### DOCUMENT SEGMENT

LEWIS: Congregations and denominations are not as strong as they were. We live in a post-Christian and pluralistic era. Of course, there are pockets where Christianity is still strong, but some pastors argue that this is the last generation of Christians who grew up in the church and know the stories and the heritage. The new generations coming into the churches now are different: they don’t have that memory. Reaching them requires new skills.
REFLECTIONS: How is your organization adapting to this changing scene?
LEWIS: We are working with a remarkable new generation. Among young people born in the early 1980s, the Millennials, a good number are committed to justice, peace, fairness – in short, the social gospel. That’s the nature of this generation: a propensity to want to change the world and find purpose in their own lives. They’re asking, “What does my faith have to do with the conditions of my community?” They place a high value on asking deeper questions of life. They are seeking the intersection of faith and service, with a deep but not uncritical love of the church. Like I said, there’s a deep need to change the world. Young church leaders may not know what that will look like, but they are bringing that passion to the way they read texts and analyze social conditions.

######
### PROVIDED INFORMATION

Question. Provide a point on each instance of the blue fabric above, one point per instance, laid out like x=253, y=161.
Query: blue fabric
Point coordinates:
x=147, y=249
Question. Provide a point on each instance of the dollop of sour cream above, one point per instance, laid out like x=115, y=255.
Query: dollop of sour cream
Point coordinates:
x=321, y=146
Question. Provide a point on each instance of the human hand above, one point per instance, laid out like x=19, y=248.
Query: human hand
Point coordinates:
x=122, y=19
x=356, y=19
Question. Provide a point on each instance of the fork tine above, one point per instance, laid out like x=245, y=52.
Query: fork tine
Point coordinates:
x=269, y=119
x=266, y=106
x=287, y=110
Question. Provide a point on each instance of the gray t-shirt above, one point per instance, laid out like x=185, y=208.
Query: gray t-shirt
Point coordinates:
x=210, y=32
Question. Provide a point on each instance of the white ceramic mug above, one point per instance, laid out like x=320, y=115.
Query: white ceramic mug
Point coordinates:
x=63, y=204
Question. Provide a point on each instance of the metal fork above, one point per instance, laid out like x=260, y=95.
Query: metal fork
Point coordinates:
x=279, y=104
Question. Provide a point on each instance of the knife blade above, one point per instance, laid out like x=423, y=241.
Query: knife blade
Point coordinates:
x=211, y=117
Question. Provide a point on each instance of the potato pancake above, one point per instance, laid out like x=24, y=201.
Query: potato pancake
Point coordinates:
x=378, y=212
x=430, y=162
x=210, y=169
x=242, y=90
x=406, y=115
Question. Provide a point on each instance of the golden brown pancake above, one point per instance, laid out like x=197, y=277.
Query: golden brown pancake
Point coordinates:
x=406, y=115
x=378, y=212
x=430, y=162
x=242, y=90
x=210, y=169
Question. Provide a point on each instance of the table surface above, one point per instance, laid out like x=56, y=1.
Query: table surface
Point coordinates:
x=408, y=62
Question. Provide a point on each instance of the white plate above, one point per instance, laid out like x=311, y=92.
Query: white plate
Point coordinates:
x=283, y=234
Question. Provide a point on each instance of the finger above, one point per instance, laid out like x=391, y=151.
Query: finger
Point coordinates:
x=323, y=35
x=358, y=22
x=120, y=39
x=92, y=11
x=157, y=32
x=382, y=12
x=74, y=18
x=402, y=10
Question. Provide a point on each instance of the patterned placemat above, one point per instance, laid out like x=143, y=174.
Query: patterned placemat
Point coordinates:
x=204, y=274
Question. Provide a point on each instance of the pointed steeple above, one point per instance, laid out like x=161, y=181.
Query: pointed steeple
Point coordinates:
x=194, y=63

######

● REQUIREMENT 1
According to the Lewis interview, when were the Millennials born?
● REQUIREMENT 2
Pick up the Lewis interview after its last sentence and carry it on.

● ANSWER SECTION 1
In the early 1980s.

● ANSWER SECTION 2
REFLECTIONS: The conventional wisdom says churches are in decline, and there’s a growing “So What?” attitude about religion. How does it look from your position?
LEWIS: I hear boomers say young people aren’t coming to church anymore. What many are really saying is the literal building is the place where church must happen. But maybe boomers have not developed the lens for seeing that young people today are creating their own communities – they just don’t gather in the way boomers are accustomed. They might gather at a coffee house, or in someone’s apartment or basement. But they are gathering. They are asking questions. They are trying to seriously explore what the beloved community can mean.
REFLECTIONS: In your own life, you moved from banker to ordained minister. Your calling changed?
LEWIS: Working in banking, there came a point when I thought, there’s got to be more to life than climbing the corporate ladder. At church I was seeing how deeply people were engaging the questions of life and trying to change the community. I came to realize what mattered to me was, how could I make a difference in the world? And people at church were seeing things in me that I couldn’t see. Eventually, they told me: God has a hand on your life, and you have to trust that God will lead you. I was twenty- four. What I realized was that I wanted to bring to the church environment some principles of leadership – mentoring, coaching, identifying one’s growing edges and gifts – that I had experienced in corporate life.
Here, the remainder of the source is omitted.